#### Problem to work on
Each line below either holds the string "structure" or doesn't. Count those that do and give only the number.

=== Section Start ===

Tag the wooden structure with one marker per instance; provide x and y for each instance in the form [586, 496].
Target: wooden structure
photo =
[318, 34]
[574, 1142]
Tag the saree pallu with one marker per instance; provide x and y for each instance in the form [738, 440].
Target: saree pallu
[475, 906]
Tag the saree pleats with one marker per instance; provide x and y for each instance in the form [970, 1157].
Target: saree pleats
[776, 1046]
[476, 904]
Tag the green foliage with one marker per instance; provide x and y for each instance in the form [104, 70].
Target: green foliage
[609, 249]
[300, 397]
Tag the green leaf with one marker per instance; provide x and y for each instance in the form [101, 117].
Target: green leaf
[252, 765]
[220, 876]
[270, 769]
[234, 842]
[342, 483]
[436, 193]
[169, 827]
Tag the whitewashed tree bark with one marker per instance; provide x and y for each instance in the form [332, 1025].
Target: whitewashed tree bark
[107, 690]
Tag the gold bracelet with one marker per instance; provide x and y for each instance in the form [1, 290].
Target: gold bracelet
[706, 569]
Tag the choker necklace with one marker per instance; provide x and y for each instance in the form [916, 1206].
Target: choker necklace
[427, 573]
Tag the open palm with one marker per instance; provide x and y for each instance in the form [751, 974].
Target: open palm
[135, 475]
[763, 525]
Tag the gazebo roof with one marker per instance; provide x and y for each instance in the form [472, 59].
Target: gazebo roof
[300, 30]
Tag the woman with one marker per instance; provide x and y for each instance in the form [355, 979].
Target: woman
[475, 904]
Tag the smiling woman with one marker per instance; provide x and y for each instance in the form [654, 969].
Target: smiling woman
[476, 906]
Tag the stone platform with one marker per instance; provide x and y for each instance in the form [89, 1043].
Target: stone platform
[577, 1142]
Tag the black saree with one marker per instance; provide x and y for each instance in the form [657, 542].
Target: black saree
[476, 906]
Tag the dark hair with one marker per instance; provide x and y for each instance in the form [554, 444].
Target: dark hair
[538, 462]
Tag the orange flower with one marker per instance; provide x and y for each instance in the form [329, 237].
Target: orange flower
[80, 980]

=== Section End ===

#### Response area
2